Work to complete — Give the lines from the start of the records through the line containing "point(283, 226)" as a numbered list, omitting blank lines.

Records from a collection

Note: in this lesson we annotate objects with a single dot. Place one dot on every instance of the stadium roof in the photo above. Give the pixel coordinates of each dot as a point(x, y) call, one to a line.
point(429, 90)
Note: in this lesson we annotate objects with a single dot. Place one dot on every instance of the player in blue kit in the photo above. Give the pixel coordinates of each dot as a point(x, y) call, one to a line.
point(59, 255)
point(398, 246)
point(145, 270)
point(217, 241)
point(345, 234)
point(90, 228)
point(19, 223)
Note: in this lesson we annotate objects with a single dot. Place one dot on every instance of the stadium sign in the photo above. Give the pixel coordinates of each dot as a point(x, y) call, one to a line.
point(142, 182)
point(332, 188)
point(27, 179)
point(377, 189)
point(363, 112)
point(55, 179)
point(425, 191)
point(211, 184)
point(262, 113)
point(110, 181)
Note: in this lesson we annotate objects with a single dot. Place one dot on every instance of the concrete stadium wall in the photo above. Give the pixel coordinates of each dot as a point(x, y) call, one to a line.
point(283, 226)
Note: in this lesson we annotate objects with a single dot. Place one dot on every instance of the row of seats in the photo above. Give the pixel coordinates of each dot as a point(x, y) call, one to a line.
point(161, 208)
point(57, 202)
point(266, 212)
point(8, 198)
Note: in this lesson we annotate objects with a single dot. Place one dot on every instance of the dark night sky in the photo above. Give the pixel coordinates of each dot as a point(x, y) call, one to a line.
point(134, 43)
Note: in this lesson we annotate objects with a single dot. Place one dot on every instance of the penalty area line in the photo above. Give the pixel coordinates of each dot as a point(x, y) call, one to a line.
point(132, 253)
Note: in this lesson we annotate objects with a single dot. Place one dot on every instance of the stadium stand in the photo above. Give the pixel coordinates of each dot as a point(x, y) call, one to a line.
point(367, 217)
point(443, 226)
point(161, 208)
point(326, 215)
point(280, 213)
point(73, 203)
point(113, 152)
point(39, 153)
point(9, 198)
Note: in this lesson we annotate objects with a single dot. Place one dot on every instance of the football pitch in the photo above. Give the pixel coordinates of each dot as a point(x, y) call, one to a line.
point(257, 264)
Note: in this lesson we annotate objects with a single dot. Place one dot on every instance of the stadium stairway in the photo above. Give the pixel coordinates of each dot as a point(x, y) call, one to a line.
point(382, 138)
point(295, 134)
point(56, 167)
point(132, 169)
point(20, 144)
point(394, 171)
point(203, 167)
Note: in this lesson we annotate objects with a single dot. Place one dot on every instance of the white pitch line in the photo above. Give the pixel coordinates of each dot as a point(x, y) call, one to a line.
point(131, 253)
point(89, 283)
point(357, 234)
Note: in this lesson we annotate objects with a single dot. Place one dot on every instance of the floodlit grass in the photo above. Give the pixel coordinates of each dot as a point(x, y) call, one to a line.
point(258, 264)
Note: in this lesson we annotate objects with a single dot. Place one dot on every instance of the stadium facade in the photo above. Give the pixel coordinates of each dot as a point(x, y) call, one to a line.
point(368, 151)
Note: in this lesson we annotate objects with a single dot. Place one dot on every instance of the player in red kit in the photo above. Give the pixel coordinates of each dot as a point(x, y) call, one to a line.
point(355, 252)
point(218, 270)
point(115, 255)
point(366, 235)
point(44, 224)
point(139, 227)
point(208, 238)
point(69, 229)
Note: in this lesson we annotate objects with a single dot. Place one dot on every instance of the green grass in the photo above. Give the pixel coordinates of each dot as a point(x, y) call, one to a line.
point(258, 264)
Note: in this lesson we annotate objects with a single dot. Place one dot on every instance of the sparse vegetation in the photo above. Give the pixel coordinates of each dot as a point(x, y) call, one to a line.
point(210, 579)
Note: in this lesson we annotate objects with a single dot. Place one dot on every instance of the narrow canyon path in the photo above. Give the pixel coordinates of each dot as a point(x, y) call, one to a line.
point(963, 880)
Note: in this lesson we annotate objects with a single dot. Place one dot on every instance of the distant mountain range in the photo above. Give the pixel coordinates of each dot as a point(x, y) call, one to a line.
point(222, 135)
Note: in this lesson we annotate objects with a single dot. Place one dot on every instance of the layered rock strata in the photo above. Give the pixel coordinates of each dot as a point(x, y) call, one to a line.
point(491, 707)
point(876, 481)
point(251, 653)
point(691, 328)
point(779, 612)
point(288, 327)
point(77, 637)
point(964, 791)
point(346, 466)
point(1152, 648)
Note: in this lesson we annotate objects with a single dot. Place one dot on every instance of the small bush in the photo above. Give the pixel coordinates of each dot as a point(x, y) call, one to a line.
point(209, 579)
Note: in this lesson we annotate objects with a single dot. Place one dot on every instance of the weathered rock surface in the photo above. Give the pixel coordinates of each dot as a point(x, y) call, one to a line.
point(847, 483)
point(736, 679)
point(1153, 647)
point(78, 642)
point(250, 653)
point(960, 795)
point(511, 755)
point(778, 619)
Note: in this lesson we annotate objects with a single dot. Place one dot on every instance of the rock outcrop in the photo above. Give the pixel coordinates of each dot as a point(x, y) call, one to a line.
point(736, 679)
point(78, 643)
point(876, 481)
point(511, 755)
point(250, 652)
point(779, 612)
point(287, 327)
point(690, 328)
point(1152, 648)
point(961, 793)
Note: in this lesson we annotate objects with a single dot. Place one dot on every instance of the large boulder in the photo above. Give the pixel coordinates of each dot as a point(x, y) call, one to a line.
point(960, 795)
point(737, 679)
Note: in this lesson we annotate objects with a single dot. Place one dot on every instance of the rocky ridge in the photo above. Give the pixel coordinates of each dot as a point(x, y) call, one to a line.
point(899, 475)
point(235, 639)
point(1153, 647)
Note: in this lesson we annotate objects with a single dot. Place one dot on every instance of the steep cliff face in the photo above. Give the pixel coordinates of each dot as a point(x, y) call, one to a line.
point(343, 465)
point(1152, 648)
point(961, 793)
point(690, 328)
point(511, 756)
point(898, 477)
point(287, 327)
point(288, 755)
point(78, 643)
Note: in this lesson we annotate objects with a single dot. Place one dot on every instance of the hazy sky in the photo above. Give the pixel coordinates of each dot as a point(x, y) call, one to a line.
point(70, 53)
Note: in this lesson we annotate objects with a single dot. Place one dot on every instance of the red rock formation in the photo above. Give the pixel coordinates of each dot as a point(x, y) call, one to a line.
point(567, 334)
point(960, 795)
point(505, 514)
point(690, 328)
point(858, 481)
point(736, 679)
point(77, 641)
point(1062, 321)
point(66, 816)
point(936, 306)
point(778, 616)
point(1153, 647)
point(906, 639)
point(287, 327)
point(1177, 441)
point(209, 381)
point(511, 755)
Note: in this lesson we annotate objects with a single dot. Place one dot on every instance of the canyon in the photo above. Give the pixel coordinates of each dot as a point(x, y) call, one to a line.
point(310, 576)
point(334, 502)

Complete answer —
1. Note: in this lesson we annotate objects with a single dot. Place one dot on every instance of the stadium roof in the photo above. Give the pixel coordinates of each dot as a point(x, y) call, one to a line.
2. point(429, 90)
3. Note: in this lesson we annotate objects with a single dot. Place one dot on every instance of the player in blue kit in the photo above. Give the pixel coordinates of each dot as a point(x, y) call, one to a line.
4. point(59, 255)
5. point(398, 246)
6. point(145, 270)
7. point(217, 241)
8. point(345, 234)
9. point(90, 228)
10. point(19, 223)
11. Note: in this lesson we annotate objects with a single dot. Place one dot on every instance of the stadium sign in the photo above. Give the pixel coordinates of each dot as a point(x, y) call, one to a line.
12. point(142, 182)
13. point(332, 188)
14. point(27, 179)
15. point(377, 189)
16. point(363, 112)
17. point(55, 179)
18. point(425, 191)
19. point(211, 184)
20. point(262, 113)
21. point(110, 181)
22. Note: in this lesson we annotate objects with a single dot. Place one dot on every instance of the concrete stadium wall in the photo above. Give the pixel coordinates of each dot as a point(x, y) call, one to a line.
23. point(283, 226)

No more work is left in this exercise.